Naked Wines keeps faith in its range
The share price struggles of Naked Wines are well-documented, with the recent return of founder Rowan Gormley suggesting an urgent need to steady the ship. But, despite the challenges of recent months, the wine team is optimistic that its “off-piste” offerings will help the company to weather the storm.
With 350,000 members, or ‘Angels’ as they are known, in the UK and another half a million elsewhere around the globe, Naked’s model is a sort of ‘wine piggy bank’, where investors chip in money each month and then spend it where they choose to, clearly has appeal – and this number is growing.
Buying director Matt Smith, along with wine director Ray O’Connor MW, are probably familiar faces to Naked Wines members, being dubbed ‘the wine guys’. Smith joined Naked last year, having spent 20 years in the industry with previous experience at the likes of Majestic, Bibendum, Berry Bros & Rudd and Waitrose.
At last week’s press tasting, Smith told db that the Naked Wines approach isn’t “reinventing the wheel”: “Now, I think we’re quite mature. We’ve got a much bigger range, and we need to we need to ensure that it’s fit for purpose, it stacks up well in the market against our competitive set, if it’s what our customers are asking for. But we’re, I think more than most retailers, very customer centric. We have an engaged customer base by virtue of the fact that it’s a sort of membership, they pay a subscription, they are engaged financially in the business, and they want to know what’s going on.”
“We also listened to consumer feedback,” Smith continued. “The feedback was that we didn’t have as broad a range as some of our competitors. And we weren’t as strong in particularly Old World and more traditional Europe. And I think you know, we grew significantly over Covid. We’ve benefited from that bubble. But, if we’re going to continue to grow sustainably, we need to definitely appeal to a broader demographic of customers and we were probably missing a bit of a trick in terms of the traditionalists, you’d call them the customers that expect Bordeaux.”

**Your instructions:** Continue the article about Naked Wines' wine range from the point where it stops.

**Listed records:**
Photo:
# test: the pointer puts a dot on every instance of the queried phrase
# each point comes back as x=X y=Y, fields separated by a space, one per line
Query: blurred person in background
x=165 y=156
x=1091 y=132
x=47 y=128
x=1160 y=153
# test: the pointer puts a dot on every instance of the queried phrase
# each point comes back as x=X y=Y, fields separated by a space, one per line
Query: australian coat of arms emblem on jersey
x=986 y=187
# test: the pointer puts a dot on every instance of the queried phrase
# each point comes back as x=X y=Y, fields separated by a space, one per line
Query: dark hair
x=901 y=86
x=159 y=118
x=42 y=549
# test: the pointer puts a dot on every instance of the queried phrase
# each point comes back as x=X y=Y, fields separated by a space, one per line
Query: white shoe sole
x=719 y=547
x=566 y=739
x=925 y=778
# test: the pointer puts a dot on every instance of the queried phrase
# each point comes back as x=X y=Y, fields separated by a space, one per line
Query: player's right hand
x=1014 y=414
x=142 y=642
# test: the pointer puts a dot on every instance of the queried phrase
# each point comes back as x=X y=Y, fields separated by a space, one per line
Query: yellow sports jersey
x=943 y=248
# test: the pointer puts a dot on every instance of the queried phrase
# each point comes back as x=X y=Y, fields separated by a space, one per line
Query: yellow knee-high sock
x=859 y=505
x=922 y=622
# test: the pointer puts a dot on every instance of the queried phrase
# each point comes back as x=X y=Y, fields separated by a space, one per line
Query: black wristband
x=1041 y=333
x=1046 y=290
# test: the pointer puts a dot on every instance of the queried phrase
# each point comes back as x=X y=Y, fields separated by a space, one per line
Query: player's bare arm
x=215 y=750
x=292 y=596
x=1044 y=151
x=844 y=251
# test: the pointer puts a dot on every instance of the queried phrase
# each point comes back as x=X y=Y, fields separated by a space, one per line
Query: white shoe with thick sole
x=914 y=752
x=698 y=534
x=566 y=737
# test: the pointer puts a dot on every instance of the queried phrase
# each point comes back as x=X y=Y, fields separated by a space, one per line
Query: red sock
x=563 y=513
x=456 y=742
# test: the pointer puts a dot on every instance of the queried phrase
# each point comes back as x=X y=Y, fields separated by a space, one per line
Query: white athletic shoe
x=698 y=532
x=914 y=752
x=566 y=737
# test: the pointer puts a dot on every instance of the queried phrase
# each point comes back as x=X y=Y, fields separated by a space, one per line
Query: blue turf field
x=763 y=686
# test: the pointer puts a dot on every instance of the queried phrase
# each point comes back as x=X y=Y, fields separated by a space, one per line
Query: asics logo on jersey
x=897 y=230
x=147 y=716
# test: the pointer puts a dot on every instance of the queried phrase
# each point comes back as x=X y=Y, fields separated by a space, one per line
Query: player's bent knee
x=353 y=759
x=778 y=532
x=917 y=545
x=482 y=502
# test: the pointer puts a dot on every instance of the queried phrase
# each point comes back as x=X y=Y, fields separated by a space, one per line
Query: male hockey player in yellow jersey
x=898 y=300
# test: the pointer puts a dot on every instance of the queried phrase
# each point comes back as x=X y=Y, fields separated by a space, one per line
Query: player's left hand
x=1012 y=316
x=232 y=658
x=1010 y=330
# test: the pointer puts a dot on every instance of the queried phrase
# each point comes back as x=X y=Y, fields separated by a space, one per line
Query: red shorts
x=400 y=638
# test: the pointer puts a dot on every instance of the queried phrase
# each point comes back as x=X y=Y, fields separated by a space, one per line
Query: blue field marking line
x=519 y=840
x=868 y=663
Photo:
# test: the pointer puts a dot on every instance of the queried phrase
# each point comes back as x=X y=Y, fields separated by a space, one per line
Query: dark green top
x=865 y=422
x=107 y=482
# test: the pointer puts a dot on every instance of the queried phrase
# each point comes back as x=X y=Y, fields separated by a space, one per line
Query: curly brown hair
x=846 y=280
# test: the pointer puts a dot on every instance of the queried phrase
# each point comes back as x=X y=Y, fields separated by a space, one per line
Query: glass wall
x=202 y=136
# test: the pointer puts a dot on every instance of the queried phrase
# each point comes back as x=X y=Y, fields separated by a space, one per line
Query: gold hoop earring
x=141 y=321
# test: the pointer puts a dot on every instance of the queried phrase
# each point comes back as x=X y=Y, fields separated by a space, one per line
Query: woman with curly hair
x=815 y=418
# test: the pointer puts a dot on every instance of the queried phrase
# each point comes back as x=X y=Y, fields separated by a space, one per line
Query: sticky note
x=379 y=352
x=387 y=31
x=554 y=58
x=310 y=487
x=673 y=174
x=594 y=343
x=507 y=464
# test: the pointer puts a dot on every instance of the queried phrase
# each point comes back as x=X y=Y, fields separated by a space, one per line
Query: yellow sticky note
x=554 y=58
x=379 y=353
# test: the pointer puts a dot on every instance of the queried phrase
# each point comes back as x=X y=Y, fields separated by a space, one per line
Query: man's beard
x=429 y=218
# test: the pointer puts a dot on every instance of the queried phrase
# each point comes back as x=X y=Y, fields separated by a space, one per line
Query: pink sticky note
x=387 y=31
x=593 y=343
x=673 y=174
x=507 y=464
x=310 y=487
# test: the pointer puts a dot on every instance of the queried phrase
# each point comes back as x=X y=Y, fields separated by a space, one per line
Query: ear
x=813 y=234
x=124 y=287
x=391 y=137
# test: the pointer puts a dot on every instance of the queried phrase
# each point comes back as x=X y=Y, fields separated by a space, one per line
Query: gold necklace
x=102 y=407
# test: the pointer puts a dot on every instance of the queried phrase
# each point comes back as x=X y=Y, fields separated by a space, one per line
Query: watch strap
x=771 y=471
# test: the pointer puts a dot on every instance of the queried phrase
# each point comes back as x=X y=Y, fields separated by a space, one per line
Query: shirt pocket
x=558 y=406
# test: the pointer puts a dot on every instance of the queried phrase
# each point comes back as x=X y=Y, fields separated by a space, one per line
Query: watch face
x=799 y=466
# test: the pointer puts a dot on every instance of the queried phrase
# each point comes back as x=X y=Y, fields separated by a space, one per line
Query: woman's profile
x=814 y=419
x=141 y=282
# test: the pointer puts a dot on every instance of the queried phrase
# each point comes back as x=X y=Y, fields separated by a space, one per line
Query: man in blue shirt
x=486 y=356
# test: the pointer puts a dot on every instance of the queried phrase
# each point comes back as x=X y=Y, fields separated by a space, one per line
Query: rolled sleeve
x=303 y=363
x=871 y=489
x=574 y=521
* * *
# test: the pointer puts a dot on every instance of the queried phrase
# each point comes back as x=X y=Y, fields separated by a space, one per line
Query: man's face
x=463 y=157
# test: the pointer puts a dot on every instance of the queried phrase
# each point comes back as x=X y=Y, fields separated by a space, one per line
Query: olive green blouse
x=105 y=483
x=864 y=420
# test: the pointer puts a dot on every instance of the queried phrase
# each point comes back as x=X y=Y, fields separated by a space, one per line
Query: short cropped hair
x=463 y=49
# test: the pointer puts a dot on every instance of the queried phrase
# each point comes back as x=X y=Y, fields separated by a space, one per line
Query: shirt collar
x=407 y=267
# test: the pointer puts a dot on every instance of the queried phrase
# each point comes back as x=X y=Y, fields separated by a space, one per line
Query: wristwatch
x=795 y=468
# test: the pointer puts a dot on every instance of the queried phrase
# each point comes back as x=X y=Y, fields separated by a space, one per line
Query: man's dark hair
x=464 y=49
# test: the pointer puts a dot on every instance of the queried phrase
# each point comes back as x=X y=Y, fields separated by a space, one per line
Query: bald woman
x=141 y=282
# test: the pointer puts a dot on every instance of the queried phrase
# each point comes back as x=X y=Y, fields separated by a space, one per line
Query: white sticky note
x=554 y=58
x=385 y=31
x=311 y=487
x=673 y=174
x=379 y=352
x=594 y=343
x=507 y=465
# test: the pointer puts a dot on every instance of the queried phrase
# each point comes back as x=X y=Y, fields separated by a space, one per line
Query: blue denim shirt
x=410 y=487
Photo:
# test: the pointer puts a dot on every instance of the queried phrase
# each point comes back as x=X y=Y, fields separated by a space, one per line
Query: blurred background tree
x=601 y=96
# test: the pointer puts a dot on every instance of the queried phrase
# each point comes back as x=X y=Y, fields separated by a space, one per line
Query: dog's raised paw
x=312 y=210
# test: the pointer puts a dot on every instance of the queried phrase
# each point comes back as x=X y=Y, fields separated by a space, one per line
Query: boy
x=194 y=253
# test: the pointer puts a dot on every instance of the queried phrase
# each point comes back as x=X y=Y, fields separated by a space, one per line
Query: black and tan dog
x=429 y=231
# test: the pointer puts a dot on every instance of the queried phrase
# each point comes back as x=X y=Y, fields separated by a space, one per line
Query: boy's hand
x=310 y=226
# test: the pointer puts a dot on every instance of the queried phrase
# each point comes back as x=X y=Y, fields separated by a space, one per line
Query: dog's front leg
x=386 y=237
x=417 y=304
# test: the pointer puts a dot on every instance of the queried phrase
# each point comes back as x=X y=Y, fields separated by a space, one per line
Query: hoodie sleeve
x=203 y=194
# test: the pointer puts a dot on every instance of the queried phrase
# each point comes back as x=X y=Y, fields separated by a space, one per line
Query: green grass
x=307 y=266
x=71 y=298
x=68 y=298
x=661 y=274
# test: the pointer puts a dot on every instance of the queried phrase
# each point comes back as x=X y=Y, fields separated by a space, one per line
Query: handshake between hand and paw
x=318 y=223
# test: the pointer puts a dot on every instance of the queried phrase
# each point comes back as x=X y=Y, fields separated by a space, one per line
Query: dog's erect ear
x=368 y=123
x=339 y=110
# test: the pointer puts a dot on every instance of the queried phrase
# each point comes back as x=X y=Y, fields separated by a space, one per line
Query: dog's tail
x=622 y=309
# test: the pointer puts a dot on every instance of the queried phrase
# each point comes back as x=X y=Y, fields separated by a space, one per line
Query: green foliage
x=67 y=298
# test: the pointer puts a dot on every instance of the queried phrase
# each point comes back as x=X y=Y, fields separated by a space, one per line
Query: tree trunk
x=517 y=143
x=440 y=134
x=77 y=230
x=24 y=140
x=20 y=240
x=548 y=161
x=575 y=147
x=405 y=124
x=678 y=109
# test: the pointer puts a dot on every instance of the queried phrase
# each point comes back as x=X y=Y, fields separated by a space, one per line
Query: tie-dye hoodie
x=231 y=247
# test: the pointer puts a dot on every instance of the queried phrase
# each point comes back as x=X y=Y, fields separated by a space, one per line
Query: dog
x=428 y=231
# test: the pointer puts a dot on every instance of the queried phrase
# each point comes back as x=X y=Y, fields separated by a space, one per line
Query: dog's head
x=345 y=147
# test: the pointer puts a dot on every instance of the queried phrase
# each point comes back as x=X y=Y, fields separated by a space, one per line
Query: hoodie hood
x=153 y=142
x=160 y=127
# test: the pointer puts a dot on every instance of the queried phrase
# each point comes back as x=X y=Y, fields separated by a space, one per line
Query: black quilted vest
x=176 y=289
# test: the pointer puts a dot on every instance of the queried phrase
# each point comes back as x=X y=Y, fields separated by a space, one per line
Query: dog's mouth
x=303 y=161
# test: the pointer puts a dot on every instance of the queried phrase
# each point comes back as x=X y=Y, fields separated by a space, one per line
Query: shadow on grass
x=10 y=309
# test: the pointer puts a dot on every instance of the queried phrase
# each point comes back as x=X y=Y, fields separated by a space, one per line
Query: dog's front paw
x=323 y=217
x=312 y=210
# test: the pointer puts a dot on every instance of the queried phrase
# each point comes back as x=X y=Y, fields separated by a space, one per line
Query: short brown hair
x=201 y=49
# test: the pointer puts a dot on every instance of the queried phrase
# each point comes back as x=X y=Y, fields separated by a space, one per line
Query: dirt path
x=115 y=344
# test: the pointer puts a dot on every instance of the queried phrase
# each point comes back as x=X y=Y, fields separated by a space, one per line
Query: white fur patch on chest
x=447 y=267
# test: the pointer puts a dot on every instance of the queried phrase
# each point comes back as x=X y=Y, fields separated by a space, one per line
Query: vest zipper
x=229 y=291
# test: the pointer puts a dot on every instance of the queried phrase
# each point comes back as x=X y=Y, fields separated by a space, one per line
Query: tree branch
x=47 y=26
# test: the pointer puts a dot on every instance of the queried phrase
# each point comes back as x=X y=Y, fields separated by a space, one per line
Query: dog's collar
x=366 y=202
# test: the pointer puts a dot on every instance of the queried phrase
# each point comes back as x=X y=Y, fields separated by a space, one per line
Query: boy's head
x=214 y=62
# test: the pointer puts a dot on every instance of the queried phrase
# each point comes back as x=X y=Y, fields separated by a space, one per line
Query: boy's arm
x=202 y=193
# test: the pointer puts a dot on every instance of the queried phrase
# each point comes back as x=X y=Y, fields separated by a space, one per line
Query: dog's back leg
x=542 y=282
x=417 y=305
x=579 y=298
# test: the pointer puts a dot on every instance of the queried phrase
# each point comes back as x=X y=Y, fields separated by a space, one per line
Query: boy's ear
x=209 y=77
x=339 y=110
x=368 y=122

**Result of this exercise:**
The inclusion of “traditional” Old World wines, such as Premier Cru Chablis or red Bordeaux from both sides of the Gironde, in the Naked portfolio certainly marks a departure from the model Naked started with in 2008.
However, selling “off-piste” wines, such as Moldovan Pinot Grigio or Moschofilero from Arcadia in Greece, does have enormous value as a unique selling point, according to Smith, and remains the company’s “bread and butter”: “There’s always been a powerful appreciation of experimenting on new things within Naked and I think that is generally because people are more inquisitive now than they ever have been. This [gesturing at the bottles set out for the tasting] is all a bit round the fringes…I do think as people travel again, and they become more worldly, they are looking to experiment, and that’s in food and wine.”
Singling out the Moldovan Pinot Grigio, made by Serena Cordero, Smith said: “For £7.99, it’s as good as Pinot Grigio can get. The beauty of the whole thing is we’re not just simply putting that on a supermarket shelf and hoping somebody notices it and buys it, we can tell the story of the winemaker behind it…we can say ‘we back this winemaker’ and the community can get behind it.”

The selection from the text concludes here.